When a line of the entries contains the word "bucket", report that line.

* * * * * * *

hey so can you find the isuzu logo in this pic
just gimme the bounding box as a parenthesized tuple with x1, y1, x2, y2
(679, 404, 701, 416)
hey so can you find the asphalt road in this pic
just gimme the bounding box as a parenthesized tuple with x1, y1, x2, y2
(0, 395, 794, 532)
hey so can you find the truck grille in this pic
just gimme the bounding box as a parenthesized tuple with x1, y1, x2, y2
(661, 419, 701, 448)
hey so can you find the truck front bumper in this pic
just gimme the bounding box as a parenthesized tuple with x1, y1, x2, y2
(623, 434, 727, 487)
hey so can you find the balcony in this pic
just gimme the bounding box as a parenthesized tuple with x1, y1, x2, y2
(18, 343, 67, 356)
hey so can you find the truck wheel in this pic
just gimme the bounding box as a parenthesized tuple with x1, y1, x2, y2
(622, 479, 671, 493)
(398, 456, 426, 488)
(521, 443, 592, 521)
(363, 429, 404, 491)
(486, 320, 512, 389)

* * * * * * *

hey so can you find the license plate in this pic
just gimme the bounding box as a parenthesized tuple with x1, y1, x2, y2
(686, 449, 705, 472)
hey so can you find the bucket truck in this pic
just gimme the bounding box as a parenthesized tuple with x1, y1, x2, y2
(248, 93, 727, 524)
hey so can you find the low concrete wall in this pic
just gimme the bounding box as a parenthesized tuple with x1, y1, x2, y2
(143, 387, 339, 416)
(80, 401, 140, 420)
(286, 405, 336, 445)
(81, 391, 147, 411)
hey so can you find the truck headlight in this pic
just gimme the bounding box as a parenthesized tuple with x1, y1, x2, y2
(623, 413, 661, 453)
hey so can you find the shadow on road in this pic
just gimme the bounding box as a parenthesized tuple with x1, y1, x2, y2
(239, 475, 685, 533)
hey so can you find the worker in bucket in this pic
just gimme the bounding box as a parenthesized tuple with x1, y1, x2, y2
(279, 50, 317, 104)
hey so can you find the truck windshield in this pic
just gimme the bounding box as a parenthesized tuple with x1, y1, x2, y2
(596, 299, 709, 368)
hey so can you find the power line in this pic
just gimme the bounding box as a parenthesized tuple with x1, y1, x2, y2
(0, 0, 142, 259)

* * * * * * *

> _Response area_:
hey so can you find the bucket truck in this pic
hey so can you find the worker in bucket in this pic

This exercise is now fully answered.